Gather every line of the data below that contains the string "target", paying attention to upper and lower case.

-*-*-

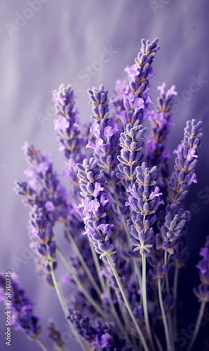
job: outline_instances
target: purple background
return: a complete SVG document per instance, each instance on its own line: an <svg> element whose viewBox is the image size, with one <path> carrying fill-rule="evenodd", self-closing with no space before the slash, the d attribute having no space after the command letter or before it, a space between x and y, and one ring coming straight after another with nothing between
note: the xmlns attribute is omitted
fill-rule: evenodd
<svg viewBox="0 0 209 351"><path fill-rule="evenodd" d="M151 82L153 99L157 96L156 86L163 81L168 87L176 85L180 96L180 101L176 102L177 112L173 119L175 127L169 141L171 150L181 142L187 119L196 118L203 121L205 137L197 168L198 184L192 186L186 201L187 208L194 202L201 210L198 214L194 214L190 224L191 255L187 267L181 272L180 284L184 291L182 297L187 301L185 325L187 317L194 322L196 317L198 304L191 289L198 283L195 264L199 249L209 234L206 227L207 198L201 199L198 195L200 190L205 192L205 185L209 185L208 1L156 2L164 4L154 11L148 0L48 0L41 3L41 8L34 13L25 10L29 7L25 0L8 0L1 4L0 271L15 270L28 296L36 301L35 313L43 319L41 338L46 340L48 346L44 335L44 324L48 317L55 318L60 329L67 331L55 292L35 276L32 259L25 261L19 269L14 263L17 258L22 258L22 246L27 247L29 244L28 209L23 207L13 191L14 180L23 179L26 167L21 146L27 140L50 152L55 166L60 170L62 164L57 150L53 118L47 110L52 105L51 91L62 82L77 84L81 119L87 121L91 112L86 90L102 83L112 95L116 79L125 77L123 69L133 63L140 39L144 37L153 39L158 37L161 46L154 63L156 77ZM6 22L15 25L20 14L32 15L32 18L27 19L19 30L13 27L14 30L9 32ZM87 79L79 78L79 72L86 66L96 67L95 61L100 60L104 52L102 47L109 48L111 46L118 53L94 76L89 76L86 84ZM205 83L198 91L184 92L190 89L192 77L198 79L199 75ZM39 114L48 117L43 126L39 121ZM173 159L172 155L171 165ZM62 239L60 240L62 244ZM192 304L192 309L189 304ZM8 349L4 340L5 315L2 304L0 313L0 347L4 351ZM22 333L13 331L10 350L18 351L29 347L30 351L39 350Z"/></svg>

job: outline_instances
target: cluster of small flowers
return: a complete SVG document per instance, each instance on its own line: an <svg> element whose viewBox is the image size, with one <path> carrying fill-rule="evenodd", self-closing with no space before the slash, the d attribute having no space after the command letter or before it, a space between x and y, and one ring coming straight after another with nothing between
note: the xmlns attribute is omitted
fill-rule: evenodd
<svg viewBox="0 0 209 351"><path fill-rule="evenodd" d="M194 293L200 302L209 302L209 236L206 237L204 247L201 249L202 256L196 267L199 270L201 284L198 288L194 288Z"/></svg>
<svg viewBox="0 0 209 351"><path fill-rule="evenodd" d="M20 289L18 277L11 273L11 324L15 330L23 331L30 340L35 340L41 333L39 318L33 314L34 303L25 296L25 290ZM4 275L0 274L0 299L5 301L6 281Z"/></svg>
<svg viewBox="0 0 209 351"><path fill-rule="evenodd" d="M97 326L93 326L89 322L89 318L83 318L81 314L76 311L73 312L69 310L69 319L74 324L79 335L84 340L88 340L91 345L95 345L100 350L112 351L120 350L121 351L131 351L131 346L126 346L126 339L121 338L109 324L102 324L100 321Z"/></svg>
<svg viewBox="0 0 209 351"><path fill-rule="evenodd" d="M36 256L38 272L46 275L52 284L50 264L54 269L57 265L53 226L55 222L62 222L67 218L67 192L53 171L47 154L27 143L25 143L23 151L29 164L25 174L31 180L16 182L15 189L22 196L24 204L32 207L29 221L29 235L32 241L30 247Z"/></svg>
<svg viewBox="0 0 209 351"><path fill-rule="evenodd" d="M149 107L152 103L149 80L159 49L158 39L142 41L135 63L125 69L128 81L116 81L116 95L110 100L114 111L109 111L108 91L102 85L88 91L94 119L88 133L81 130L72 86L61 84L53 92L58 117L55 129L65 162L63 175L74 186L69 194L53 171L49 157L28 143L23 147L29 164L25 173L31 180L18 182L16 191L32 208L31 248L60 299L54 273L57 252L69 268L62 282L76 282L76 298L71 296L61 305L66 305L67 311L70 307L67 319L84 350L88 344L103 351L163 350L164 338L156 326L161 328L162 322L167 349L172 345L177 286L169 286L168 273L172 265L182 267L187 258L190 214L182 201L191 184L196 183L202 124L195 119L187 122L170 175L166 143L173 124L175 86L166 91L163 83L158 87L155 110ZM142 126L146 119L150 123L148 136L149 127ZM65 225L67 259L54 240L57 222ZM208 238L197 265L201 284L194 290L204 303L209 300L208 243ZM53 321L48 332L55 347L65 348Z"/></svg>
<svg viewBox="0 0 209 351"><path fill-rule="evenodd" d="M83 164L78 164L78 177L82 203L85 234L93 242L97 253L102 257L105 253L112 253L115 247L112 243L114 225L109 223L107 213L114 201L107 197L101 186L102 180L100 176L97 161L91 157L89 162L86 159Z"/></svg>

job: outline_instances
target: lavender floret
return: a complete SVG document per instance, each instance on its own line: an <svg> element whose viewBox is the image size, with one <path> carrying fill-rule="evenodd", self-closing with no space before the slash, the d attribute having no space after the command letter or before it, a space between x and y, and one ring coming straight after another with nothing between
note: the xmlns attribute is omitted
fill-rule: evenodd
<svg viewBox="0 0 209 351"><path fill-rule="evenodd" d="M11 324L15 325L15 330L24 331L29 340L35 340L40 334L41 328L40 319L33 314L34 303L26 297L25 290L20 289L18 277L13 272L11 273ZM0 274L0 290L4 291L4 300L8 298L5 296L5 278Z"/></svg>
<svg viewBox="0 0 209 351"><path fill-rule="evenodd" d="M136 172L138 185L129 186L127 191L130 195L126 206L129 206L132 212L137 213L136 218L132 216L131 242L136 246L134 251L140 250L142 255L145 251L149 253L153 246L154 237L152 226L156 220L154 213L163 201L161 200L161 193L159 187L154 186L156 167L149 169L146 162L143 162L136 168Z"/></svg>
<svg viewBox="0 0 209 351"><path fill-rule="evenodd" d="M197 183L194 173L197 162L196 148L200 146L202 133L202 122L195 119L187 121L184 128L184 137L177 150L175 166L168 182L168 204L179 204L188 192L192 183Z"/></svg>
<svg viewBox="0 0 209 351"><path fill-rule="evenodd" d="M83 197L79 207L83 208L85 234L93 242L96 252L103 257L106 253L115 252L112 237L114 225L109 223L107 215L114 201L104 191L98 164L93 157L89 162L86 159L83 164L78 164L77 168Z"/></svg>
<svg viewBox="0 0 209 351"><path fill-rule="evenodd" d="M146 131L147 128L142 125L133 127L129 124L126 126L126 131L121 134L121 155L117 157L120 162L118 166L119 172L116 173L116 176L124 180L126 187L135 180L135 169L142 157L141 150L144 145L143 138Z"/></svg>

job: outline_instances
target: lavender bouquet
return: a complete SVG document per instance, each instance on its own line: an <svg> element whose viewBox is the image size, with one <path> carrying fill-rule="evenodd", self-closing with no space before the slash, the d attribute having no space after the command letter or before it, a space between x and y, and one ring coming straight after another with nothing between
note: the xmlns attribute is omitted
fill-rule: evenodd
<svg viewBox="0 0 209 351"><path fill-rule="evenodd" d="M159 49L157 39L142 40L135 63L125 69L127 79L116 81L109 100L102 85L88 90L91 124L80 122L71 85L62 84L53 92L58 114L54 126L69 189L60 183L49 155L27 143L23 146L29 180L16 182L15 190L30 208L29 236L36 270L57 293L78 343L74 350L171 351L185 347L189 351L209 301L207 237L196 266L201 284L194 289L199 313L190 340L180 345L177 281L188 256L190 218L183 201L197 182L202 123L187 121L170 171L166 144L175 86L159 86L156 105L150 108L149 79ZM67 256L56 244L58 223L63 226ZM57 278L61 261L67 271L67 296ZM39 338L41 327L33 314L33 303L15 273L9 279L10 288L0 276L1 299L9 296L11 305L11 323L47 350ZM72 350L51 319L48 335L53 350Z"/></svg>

-*-*-

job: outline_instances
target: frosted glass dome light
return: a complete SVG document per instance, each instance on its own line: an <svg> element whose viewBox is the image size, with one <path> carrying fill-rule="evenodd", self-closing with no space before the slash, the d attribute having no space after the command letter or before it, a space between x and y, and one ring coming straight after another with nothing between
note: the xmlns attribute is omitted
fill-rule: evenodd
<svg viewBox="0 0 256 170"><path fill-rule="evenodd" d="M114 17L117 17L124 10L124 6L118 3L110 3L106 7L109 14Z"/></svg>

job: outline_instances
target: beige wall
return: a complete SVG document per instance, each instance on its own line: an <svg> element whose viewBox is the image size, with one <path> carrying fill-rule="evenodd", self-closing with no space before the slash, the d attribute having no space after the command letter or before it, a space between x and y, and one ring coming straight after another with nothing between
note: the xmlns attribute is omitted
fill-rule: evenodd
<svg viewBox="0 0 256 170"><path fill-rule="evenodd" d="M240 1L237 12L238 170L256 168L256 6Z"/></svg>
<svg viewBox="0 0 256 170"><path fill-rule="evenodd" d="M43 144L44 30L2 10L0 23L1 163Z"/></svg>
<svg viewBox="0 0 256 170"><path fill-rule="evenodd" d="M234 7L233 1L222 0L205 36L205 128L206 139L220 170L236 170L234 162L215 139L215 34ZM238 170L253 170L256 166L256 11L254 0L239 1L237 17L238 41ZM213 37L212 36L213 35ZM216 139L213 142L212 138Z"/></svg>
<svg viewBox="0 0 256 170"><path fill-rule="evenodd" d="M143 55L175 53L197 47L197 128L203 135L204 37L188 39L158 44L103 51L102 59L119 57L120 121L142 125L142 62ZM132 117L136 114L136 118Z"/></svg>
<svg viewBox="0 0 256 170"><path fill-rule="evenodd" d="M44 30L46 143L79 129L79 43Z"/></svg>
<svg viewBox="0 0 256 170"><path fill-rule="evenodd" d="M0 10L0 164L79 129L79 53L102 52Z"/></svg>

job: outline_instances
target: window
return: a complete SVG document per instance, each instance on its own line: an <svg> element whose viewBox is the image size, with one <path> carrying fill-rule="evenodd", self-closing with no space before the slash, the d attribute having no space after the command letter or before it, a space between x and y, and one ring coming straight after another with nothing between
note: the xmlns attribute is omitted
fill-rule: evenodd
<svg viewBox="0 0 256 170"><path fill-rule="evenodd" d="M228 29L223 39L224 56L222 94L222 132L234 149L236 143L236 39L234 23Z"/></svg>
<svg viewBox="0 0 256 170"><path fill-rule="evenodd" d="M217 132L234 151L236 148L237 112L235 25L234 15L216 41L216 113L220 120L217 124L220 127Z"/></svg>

-*-*-

Output of the exercise ▸
target: purple background
target: cluster of small flowers
target: lavender floret
target: lavender bouquet
target: frosted glass dome light
target: beige wall
target: window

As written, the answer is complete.